-- Start --
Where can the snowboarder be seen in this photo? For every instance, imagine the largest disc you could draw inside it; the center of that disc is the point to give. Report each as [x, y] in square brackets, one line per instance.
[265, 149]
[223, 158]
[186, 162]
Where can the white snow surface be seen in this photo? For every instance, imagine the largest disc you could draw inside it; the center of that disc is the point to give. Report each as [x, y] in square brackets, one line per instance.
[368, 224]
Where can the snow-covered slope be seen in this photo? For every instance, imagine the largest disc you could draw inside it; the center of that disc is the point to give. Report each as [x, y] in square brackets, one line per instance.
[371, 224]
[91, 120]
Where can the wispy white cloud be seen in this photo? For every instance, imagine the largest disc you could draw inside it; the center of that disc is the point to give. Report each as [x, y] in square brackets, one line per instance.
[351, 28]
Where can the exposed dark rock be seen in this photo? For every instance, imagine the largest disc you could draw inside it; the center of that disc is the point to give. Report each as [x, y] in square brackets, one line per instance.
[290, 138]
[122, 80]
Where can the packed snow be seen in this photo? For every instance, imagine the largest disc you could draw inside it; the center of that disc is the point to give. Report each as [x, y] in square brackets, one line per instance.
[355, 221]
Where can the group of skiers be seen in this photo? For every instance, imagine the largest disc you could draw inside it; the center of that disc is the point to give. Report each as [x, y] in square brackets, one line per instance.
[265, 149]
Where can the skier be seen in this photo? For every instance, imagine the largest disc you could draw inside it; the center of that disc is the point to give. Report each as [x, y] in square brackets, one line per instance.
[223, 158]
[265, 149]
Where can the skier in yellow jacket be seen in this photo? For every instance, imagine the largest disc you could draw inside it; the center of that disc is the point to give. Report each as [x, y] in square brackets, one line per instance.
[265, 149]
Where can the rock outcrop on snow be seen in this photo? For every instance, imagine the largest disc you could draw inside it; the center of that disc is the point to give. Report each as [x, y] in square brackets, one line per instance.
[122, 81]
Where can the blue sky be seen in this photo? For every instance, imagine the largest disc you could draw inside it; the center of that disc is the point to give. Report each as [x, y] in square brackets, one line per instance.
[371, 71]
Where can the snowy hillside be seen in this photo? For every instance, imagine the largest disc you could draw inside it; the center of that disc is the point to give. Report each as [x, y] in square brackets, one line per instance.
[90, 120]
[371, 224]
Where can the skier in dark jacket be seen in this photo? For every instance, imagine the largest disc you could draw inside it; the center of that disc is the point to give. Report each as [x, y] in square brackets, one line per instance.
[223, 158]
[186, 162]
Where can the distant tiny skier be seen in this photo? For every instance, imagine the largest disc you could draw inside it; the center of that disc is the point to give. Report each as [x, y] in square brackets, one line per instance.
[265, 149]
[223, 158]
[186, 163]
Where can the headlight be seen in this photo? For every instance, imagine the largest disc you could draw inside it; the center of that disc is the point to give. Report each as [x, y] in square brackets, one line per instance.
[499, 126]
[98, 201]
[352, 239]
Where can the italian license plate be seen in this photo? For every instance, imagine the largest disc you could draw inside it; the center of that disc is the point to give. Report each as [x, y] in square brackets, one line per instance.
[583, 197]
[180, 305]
-- End --
◆ **BRIEF**: Pull out every line of the material above and reproduce each one verbatim, in its original order.

◆ **SOLUTION**:
Where can the snowboarder be seen in this photo? For every instance, imagine the largest disc you could draw inside it; the center of that disc is the point to give. Report each as [x, y] in square brackets, one line per instance.
[265, 149]
[223, 158]
[186, 162]
Where can the white snow surface be seen in this photo? For every instance, imagine the largest disc you could draw inside it; the center of that disc is the point to give. Report each as [x, y] in square brackets, one line per instance.
[368, 224]
Where can the snow-covered slope be seen in this photo? For every instance, imagine the largest disc you could draw inside it; the center of that disc is the point to give. Report each as [x, y] in square brackets, one line per instance.
[371, 224]
[91, 120]
Where can the wispy white cloud be seen in this photo? For every instance, imagine the largest disc you could draw inside it; the center of that disc is the point to give. Report each as [x, y] in square brackets, one line per instance.
[351, 28]
Where can the exposed dark rock be seen in this photo? For every instance, imagine the largest disc you could draw inside it; the center of that disc is the point to give. Report each as [x, y] in square brackets, one line per instance.
[290, 138]
[122, 80]
Where can the packed snow be seen in this photo? For every instance, imagine the largest disc you could draw inside it; the center of that disc is the point to give. Report each as [x, y] in square brackets, one line per instance.
[355, 221]
Where can the group of skiers be seen in this photo? For every instance, imagine the largest disc you could draw inside it; the center of that disc is the point to give. Report each as [x, y] in square brackets, one line per instance.
[265, 149]
Where can the skier be seen in this photo? For every instance, imagine the largest disc you could draw inside it; the center of that disc is the point to give. Report each as [x, y] in square brackets, one line per instance.
[223, 158]
[265, 149]
Where can the skier in yellow jacket be seen in this photo? For every instance, imagine the largest disc you could draw inside it; the center of that disc is the point to give. Report each as [x, y] in square brackets, one line per instance.
[265, 149]
Where can the rock outcrop on snow be seen in this photo? For every instance, imagine the largest disc you could draw inside it; the center of that disc is the point to give. Report each as [x, y] in square brackets, one line per instance.
[122, 81]
Where can the blue sky be seen in this photo? For every instance, imagine the largest disc you could draw inside it; the center of that disc is the point to give. Report each as [x, y] in square brackets, one line per instance.
[371, 71]
Where can the snowy hillside be seen in this photo? For every instance, imagine the largest disc you could draw inside it; the center of that disc is the point to give. Report each as [x, y] in square brackets, one line per instance.
[90, 120]
[371, 224]
Where can the skier in dark jacket be seen in this photo? For every instance, imagine the largest disc you could draw inside it; the center of that disc is the point to give. Report each as [x, y] in square brackets, one line per instance.
[223, 158]
[186, 162]
Where can the distant tiny skier be seen in this photo? For every instance, imagine the largest disc you could draw inside it; the center of that disc is the point to give. Report each as [x, y] in square brackets, one line per instance.
[265, 149]
[223, 158]
[186, 163]
Where can the headlight be seen in this photo? For every instance, imagine the largest disc you could draw inside it; the center of that disc is the point to give. Report each as [x, y] in square brackets, one line per instance.
[499, 126]
[98, 201]
[352, 239]
Where can the italian license plate be seen in this photo? For every instance, imagine the largest disc you could draw inside it; the center of that disc is the point to give. Report each as [x, y] in square brackets, one line per instance.
[583, 197]
[180, 305]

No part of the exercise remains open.